> _Texto para leitura_:
Os defensores do chavismo lembram
constantemente da convulsão social vivida pela Venezuela nas décadas de 80 e
90, decorrentes do Caracaço de 1989 - grande revolta popular que teria deixado
até 3 mil mortos. O tenente-coronel Chávez foi eleito com amplo apoio popular -
inclusive da classe média e alta - em 1998, mesmo após ter tentado dar um golpe
contra o governo de Carlos Andrés Pérez em 1992. Ao longo dos anos em que está
no poder, foi perdendo apoio de setores importantes da sociedade venezuelana à
medida em que reviu contratos petrolíferos, nacionalizou empresas, perseguiu
mídia e oposição e cometeu o que diversas entidades classificam como abusos de
direitos humanos.
- A Venezuela poderia entrar numa
instabilidade enorme, todos os avanços estariam comprometidos. Esta oposição
que estava no poder antes dele, e cometeu atos pouquíssimos louváveis, diga-se
de passagem, voltaria com sangue nos olhos. A transição do líder tem que vir
aos poucos porque o chavismo não acaba com Chávez - diz Fuser, para quem a
atual participação política em comunidades (conselhos comunais), outra criação
do atual governante, é "tão importante quanto os demais avanços
sociais".
“Dinheiro de cassino”
Diretor do CBIE, Adriano Pires vê a
Venezuela como um expoente da “maldição do petróleo” que acometeu, ao longo da
História, vários países ricos no combustível - à exceção de Noruega, Estados
Unidos e Canadá. Esses países, acredita Pires, aproveitaram a abundância de
petróleo para criar economias diversificadas, sociedades plurais e
democráticas.

> _Lista de tarefas_:
- 1) Transcreva, sem alterações, as linhas das entradas desde a linha que contém "Task: indicate the green" até o fim das entradas, com ambas as extremidades incluídas.
- 2) Retome o texto sobre a Venezuela e o chavismo, prosseguindo a partir da última frase apresentada.
As entradas não guardam relação alguma com o texto.

> _Entradas de dados_:

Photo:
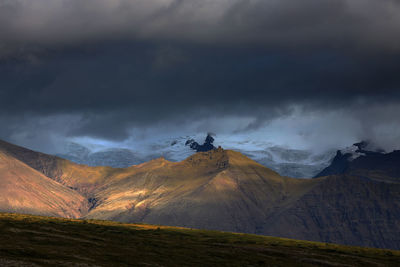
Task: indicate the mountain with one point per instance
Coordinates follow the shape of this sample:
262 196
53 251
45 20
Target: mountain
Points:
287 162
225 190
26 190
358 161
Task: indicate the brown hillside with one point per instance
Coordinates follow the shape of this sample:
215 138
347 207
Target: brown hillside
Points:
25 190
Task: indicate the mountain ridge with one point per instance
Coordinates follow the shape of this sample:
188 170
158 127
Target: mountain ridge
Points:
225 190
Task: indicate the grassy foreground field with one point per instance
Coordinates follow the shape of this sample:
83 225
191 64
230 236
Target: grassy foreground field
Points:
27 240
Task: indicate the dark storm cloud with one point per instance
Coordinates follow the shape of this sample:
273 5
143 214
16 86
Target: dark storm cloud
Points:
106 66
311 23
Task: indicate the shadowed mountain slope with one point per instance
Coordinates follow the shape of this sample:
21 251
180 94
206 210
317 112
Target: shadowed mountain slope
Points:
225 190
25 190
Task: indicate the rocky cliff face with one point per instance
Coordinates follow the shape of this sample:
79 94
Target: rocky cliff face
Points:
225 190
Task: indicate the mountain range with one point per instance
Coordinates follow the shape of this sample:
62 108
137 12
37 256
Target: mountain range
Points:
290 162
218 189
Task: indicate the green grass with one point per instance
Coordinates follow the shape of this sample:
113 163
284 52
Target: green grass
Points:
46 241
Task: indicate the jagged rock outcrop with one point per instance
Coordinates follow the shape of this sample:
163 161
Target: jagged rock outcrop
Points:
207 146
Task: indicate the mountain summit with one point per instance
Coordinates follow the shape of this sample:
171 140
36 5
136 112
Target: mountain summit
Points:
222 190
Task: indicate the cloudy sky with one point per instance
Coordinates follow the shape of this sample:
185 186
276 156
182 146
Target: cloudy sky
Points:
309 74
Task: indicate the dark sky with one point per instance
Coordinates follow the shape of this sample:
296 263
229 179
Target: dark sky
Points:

> _Respostas_:
- 1)
Task: indicate the green grass with one point per instance
Coordinates follow the shape of this sample:
113 163
284 52
Target: green grass
Points:
46 241
Task: indicate the jagged rock outcrop with one point per instance
Coordinates follow the shape of this sample:
163 161
Target: jagged rock outcrop
Points:
207 146
Task: indicate the mountain summit with one point per instance
Coordinates follow the shape of this sample:
171 140
36 5
136 112
Target: mountain summit
Points:
222 190
Task: indicate the cloudy sky with one point per instance
Coordinates follow the shape of this sample:
185 186
276 156
182 146
Target: cloudy sky
Points:
309 74
Task: indicate the dark sky with one point per instance
Coordinates follow the shape of this sample:
296 263
229 179
Target: dark sky
Points:

- 2)
- Geralmente povo e governantes de
países com recurso natural tão poderoso tratam o dinheiro vindo dele como
dinheiro ganho em cassino, aquele que veio fácil, sem o esforço do trabalho. O
que Chávez fez com a PDVSA, que está sucateada e atualmente serve para
financiar políticas populistas que não se sustentam a longo prazo foi, na
verdade, roubar dinheiro do povo - diz Pires.
Para Fuser, Chávez está tomando
consciência de que necessita ajustar sua revolução para não perder
simpatizantes - a eleição contra Capriles, com risco real de derrota, deve ser
a mais acirrada das quatro que ele já enfrentou.
- Em julho, quando a Venezuela foi
admitida no Mercosul, o presidente falou em adaptações. Ele sabe que não pode
depender do petróleo para sempre, e que é preciso melhorar a eficiência do
modelo de distribuição de renda, investindo, por exemplo, em infraestrutura -
acha Fuser.
“Diversificar ”é possível”
Neste último setor, a parceria com o
Brasil é estratégica. Segundo Pedro Silva Barros, titular da missão brasileira
do Instituto de Pesquisa Econômica Aplicada (Ipea) em Caracas, os totais dos
investimentos do Brasil na Venezuela já somam US$ 20 bilhões. Empresas
brasileiras, com destaque para a Odebrecht, constroem pontes, uma siderúrgica,
um estaleiro e expandem o metrô de Caracas, entre outros projetos.
Importando 70% dos produtos que consome,
a Venezuela chavista se transformou no terceiro maior superávit na balança
comercial brasileira. A expectativa é que as exportações brasileiras (hoje em
US$ 5 bilhões por ano, cinco vezes maior do que antes de Chávez) dobrem até
2015, com o ingresso da Venezuela no bloco econômico regional.
- Apesar de optar por uma política de
cooperação heterodoxa e de a PDVSA não ser estritamente uma empresa petroleira,
o país tem um enorme potencial naval, agrícola e mineral. Ou seja, diversificar
é possível - diz Silva Barros.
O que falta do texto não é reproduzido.